_Task requirements_
Retype the data below without altering anything.
/---
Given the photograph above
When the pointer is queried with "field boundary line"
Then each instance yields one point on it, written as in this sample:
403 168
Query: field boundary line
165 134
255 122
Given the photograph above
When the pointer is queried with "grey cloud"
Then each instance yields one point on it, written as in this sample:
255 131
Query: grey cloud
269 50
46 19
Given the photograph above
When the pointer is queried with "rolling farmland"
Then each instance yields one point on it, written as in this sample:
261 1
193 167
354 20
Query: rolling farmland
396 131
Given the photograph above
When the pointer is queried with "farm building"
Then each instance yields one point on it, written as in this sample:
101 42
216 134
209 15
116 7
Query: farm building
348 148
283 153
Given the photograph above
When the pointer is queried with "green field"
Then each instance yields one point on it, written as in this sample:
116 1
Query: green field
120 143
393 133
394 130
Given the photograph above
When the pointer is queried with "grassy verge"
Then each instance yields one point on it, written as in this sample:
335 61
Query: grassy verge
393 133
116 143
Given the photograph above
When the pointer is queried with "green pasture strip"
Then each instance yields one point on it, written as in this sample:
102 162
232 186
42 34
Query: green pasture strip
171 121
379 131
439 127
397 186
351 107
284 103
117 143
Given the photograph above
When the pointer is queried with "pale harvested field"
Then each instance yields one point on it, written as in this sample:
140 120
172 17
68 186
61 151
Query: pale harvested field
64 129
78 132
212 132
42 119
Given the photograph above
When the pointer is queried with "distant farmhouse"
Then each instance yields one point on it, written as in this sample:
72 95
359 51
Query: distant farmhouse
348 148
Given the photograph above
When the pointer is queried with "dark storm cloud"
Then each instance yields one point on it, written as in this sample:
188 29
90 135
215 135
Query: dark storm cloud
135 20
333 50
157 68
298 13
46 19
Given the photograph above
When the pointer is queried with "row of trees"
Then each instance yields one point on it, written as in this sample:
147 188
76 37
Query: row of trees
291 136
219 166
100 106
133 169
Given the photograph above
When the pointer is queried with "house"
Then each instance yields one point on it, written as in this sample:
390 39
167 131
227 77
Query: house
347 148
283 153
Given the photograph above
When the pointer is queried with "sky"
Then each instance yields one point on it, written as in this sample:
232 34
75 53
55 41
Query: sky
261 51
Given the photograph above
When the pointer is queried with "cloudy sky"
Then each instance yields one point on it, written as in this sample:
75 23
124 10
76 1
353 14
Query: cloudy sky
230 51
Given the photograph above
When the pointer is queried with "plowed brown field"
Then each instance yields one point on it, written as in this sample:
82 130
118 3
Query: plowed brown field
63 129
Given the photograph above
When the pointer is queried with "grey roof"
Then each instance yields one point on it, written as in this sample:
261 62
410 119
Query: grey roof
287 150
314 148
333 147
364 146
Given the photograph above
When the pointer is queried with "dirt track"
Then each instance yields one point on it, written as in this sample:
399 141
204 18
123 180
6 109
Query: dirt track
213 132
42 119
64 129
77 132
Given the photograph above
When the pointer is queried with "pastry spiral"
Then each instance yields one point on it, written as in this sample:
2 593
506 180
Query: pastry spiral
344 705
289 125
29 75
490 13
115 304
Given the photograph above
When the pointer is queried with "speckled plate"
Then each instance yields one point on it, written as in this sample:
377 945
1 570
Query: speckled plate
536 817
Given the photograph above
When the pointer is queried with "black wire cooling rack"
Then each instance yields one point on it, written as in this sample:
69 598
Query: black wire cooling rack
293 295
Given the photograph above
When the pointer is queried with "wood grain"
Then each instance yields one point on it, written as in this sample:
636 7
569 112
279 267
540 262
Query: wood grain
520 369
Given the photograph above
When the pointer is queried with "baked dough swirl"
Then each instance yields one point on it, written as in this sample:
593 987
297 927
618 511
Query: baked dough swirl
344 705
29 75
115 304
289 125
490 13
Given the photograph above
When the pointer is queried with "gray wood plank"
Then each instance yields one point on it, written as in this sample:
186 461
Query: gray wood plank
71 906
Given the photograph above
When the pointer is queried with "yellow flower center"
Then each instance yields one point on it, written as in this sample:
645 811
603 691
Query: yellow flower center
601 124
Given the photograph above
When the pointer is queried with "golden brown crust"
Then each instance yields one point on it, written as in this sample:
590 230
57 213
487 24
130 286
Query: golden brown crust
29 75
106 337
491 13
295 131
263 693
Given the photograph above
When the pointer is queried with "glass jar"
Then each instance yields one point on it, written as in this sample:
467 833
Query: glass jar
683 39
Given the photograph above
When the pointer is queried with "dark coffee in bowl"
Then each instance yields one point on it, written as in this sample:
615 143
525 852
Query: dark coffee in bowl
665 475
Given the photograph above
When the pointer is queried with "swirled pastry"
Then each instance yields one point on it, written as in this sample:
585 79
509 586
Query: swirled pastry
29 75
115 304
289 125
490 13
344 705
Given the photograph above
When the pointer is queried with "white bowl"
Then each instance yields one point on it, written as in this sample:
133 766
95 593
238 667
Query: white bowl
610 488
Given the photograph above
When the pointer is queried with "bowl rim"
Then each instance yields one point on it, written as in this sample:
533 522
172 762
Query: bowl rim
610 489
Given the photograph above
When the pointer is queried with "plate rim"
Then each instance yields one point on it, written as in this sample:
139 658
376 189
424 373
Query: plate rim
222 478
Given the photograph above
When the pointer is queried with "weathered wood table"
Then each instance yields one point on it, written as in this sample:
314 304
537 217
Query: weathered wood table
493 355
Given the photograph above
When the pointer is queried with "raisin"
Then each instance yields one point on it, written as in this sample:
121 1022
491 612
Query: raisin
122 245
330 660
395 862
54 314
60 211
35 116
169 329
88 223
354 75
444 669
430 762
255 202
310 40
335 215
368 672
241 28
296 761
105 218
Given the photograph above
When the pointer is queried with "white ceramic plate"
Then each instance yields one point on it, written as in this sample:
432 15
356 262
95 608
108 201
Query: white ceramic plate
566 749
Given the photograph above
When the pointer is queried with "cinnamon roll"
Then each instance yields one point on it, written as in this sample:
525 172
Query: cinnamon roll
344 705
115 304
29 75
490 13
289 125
\---
_Task result_
Given the photograph above
When the pointer is queried with "field boundary line"
Then each instance yields one point on it, written as in this sample:
403 168
Query: field boundary line
165 134
255 122
Given the photograph above
When the pointer is queried with "grey cloud"
Then each instance yields one point on it, written as in this sample:
255 131
Query: grey cloud
269 50
46 19
Given the photograph above
When the pointer is queried with "rolling farmland"
Then each instance yields one point on it, written as in this sample:
261 1
193 167
354 20
Query: rolling farmland
396 131
Given the photograph above
When the pointer is queried with "farm building"
Then each instance yields one point on it, written as in this sample:
101 42
216 134
209 15
116 7
Query: farm building
348 148
283 153
Given the photograph above
When the pointer is queried with "green field"
Then each instance yields one point on it, written as in this sample:
116 1
Query: green field
120 143
393 133
394 130
Given the photograph above
When the pointer is queried with "grassy verge"
Then each instance yields one point on it, written as in this sample:
335 61
Query: grassy verge
393 133
116 143
Given the photograph above
When the pointer is queried with "green pasture strip"
Then each instance yields one point on it, written as in this sample:
102 162
232 186
42 34
Query: green pasture strip
171 121
379 131
439 127
397 186
351 107
284 103
117 143
Given the photograph above
When the pointer is queried with "pale harvested field"
Then each instance yields one point on it, written as in this sample:
140 120
172 17
68 186
61 151
Query: pale harvested field
64 129
78 132
212 132
42 119
Given the photograph above
When the pointer is queried with "distant farmhouse"
Then each instance yields one point on it, written as in this sample:
72 95
359 51
Query: distant farmhouse
348 148
Given the photograph above
When the pointer is queried with "dark storm cloud"
Then each instance yields one point on it, written as in this sample:
188 29
90 135
215 135
Query: dark storm cloud
135 20
333 50
157 68
298 13
46 19
Given the photograph above
When the pointer is queried with "row of trees"
Then each instance yields one point on it, written as in this sample:
147 188
76 37
Query: row of trees
291 136
219 166
100 106
133 169
Given the photograph above
When the pointer is queried with "house"
Then each instance yields one point on it, written as in this sample:
390 39
167 131
227 77
Query: house
347 148
283 153
Given the photograph above
When the pointer is queried with "sky"
Then each instance yields one point on it, written as in this sample:
232 34
75 53
55 41
Query: sky
261 51
Given the photograph above
When the pointer is queried with "cloudy sky"
Then each instance yields one point on it, written as in this sample:
75 23
124 10
76 1
353 14
Query: cloudy sky
230 51
Given the photograph above
When the pointer is queried with "plowed brown field"
Then each instance yields one point on it, written as in this sample:
82 130
118 3
Query: plowed brown field
63 129
Given the photograph above
When the pointer is queried with "grey roof"
Then each instance yields one point on it, written as in this sample:
261 62
410 119
Query: grey roof
287 150
314 148
333 147
364 146
Given the photograph above
When the pointer is queried with "dirt track"
Then each instance yields one point on it, written as in this sample:
399 141
204 18
123 180
6 109
Query: dirt track
213 132
42 119
64 129
77 132
Given the photograph above
When the pointer is queried with "pastry spiral"
Then each instance yields one point on it, written as in this sample:
2 593
506 180
Query: pastry spiral
344 705
289 125
29 75
490 13
115 304
Given the photograph above
When the pointer is queried with "speckled plate"
Then each instance yields one point on it, written as in this sample:
377 945
1 570
Query: speckled plate
536 817
Given the photograph above
When the pointer is queried with "black wire cooling rack"
Then each instance yields one point on it, written as in this sample:
69 598
Query: black wire cooling rack
293 295
Given the photograph above
When the pointer is queried with "wood grain"
Then each instance yields one point on it, written as in this sample:
636 7
569 112
279 267
540 262
Query: wood grain
520 369
Given the photograph above
When the pointer is queried with "baked dough swirl"
Then each instance yields one point on it, written as in this sample:
593 987
297 927
618 511
Query: baked dough swirl
344 705
29 75
115 304
289 125
490 13
Given the photograph above
When the pointer is queried with "gray wood plank"
Then each instance yields one point on it, written as in this sample:
186 461
Query: gray wood plank
71 906
Given the photograph above
When the pointer is queried with "yellow flower center"
Then each instance yields one point on it, written as in this sample:
645 811
603 691
Query: yellow flower center
601 124
Given the photograph above
When the pointer is queried with "golden brown crust"
Then each instance yields one point on it, written as in this sample:
590 230
57 213
487 24
130 286
Query: golden brown crust
29 75
106 337
491 13
295 131
263 693
Given the photograph above
When the pointer is queried with "glass jar"
Then each instance yields one point on it, written as in this sample:
467 833
Query: glass jar
683 39
Given the photograph above
When the pointer is queried with "dark coffee in bowl"
Then each instance yields one point on it, written as in this sample:
615 143
525 852
Query: dark coffee in bowl
665 475
Given the photograph above
When the pointer is queried with "swirled pastry"
Then each instance yields one point on it, written as in this sample:
585 79
509 586
Query: swirled pastry
29 75
115 304
289 125
490 13
344 705
Given the photograph above
When the pointer is queried with "white bowl"
Then each instance yields one point on it, written as in this sample:
133 766
95 593
238 667
Query: white bowl
610 488
Given the photograph above
When the pointer is queried with "bowl rim"
Then each instance yields one point on it, written as in this sample:
533 522
172 762
Query: bowl rim
610 489
Given the photograph above
When the pointer is queried with "plate rim"
Then each instance yields one point on it, written as in this sample:
139 658
376 189
424 373
Query: plate rim
222 478
Given the photograph above
When the pointer is queried with "weathered wood table"
Then each instance yields one point on it, written as in this sample:
314 304
537 217
Query: weathered wood table
493 355
Given the photograph above
When the pointer is queried with "raisin"
Then each instance yields one point on it, written as in this sample:
121 1022
491 612
Query: raisin
122 245
330 660
395 862
54 314
60 211
35 116
169 329
88 223
354 75
444 669
430 762
255 202
310 40
335 215
368 672
241 28
296 761
105 218
Given the photograph above
When the pointer is queried with "white ceramic plate"
Then each instance yields one point on it, written as in this sample:
432 15
356 262
95 608
108 201
Query: white ceramic plate
566 749
Given the photograph above
When the pointer is queried with "cinnamon roll"
Then each instance yields one point on it, written as in this sample:
525 172
Query: cinnamon roll
344 705
115 304
29 75
490 13
289 125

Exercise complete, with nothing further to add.